What to do
Rewrite all the entries below as a Markdown table with the columns Row and Line, one numbered row per line, leaving out blank lines.

Entries
........

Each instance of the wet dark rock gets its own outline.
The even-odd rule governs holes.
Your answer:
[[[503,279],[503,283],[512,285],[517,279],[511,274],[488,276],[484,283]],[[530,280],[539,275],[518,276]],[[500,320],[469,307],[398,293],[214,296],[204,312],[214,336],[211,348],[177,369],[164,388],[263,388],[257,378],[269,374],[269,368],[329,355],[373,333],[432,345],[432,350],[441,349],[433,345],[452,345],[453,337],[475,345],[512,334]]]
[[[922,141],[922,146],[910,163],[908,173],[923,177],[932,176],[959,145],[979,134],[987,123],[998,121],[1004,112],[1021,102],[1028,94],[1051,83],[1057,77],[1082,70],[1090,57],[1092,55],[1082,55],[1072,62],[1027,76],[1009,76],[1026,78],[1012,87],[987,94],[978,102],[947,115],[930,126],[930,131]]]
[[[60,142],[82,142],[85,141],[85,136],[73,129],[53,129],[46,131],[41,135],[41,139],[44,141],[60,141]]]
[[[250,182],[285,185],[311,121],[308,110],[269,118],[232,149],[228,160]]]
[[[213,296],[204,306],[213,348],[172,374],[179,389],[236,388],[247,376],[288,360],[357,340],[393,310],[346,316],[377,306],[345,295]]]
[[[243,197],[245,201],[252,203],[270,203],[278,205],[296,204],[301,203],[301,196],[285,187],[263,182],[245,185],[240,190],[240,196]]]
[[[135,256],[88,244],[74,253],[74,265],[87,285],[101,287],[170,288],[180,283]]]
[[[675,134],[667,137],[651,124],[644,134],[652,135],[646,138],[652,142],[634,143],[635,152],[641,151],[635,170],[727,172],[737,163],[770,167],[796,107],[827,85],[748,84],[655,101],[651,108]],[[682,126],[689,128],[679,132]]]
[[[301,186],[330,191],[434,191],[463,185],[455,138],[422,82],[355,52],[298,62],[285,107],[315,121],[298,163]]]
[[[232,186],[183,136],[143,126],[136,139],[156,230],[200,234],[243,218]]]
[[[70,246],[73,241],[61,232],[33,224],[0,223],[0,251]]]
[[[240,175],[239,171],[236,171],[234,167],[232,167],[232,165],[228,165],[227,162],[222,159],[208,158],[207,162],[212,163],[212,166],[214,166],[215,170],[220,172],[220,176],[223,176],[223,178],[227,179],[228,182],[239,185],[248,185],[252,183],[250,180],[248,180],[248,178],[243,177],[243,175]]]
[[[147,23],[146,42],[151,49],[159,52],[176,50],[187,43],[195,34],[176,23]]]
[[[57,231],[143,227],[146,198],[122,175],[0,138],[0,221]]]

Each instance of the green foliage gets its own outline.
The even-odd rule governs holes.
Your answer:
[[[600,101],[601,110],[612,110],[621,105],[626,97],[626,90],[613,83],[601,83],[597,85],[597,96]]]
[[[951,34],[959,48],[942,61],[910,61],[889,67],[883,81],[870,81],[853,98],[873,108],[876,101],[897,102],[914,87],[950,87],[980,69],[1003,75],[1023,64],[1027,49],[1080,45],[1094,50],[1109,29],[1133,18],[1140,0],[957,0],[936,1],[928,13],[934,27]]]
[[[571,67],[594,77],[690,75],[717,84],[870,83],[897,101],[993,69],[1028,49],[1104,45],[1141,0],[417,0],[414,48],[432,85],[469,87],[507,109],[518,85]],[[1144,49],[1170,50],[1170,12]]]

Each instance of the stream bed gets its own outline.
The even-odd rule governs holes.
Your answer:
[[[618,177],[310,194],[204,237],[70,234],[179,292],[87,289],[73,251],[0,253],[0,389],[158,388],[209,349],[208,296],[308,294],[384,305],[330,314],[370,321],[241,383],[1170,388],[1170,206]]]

........

Exercise answer
| Row | Line |
|---|---|
| 1 | Each instance of the wet dark rock gets its own outline. |
| 2 | The even-odd rule governs holes. |
| 3 | Your answer: |
| 4 | [[[503,279],[503,283],[512,285],[517,279],[511,274],[488,276],[484,283]],[[530,280],[539,275],[518,276]],[[500,320],[469,307],[398,293],[214,296],[204,312],[214,336],[211,348],[177,369],[164,388],[263,388],[257,378],[269,374],[269,368],[329,355],[373,333],[432,345],[432,350],[441,349],[433,345],[452,345],[453,337],[475,345],[512,334]]] |
| 5 | [[[922,141],[922,146],[910,163],[908,173],[923,177],[932,176],[959,145],[979,134],[987,123],[998,121],[1004,112],[1021,102],[1028,94],[1051,83],[1057,77],[1082,70],[1090,57],[1092,55],[1082,55],[1072,62],[1027,76],[1009,76],[1026,78],[1012,87],[987,94],[978,102],[947,115],[930,126],[930,131]]] |
| 6 | [[[60,142],[82,142],[85,141],[85,136],[73,129],[53,129],[46,131],[41,135],[41,139],[44,141],[60,141]]] |
| 7 | [[[250,182],[285,185],[311,121],[308,110],[269,118],[232,149],[228,160]]] |
| 8 | [[[213,296],[204,306],[213,348],[172,374],[179,389],[236,388],[247,376],[288,360],[357,340],[393,310],[346,316],[377,306],[345,295]]] |
| 9 | [[[243,197],[245,201],[252,203],[270,203],[278,205],[296,204],[301,203],[301,196],[285,187],[263,182],[245,185],[240,190],[240,196]]] |
| 10 | [[[135,256],[88,244],[74,253],[74,265],[87,285],[101,287],[170,288],[180,283]]] |
| 11 | [[[675,134],[667,137],[651,124],[644,134],[652,135],[646,138],[652,142],[634,143],[635,152],[641,151],[635,170],[727,172],[737,163],[770,167],[796,107],[827,85],[748,84],[655,101],[651,108]],[[682,126],[689,128],[679,132]]] |
| 12 | [[[301,186],[330,191],[434,191],[463,185],[455,138],[422,82],[355,52],[298,62],[285,107],[315,121],[298,163]]] |
| 13 | [[[232,186],[183,136],[143,126],[136,139],[156,230],[200,234],[243,218]]] |
| 14 | [[[70,246],[73,241],[61,232],[33,224],[0,223],[0,251]]] |
| 15 | [[[240,175],[239,171],[236,171],[234,167],[232,167],[232,165],[228,165],[227,162],[222,159],[208,158],[207,162],[212,163],[212,166],[214,166],[215,170],[220,172],[220,176],[223,176],[223,178],[227,179],[228,182],[239,185],[248,185],[252,183],[250,180],[248,180],[248,178],[243,177],[243,175]]] |
| 16 | [[[147,23],[146,42],[151,49],[159,52],[176,50],[187,43],[195,34],[176,23]]] |
| 17 | [[[57,231],[143,227],[146,198],[122,175],[0,138],[0,221]]] |
| 18 | Each instance of the green foliage gets its own outline. |
| 19 | The even-odd rule governs holes. |
| 20 | Your answer: |
| 21 | [[[600,101],[601,110],[612,110],[621,105],[626,97],[626,90],[613,83],[601,83],[597,85],[597,96]]] |
| 22 | [[[951,34],[959,48],[942,61],[910,61],[889,67],[883,81],[870,81],[853,98],[873,108],[876,101],[897,102],[914,87],[950,87],[980,69],[1003,75],[1023,64],[1027,49],[1080,45],[1094,50],[1109,29],[1133,18],[1140,0],[957,0],[936,1],[928,13],[934,27]]] |
| 23 | [[[571,67],[594,77],[690,75],[717,84],[870,83],[897,101],[993,69],[1028,49],[1104,45],[1141,0],[417,0],[414,48],[432,85],[469,87],[507,109],[518,85]],[[1144,49],[1170,50],[1170,12]]] |
| 24 | Each instance of the stream bed gets its own outline. |
| 25 | The even-odd rule governs holes. |
| 26 | Your answer: |
| 27 | [[[618,177],[310,194],[204,237],[70,234],[179,292],[87,289],[73,251],[0,253],[0,389],[158,388],[209,349],[208,296],[308,294],[384,305],[330,314],[370,321],[241,383],[1170,388],[1170,206]]] |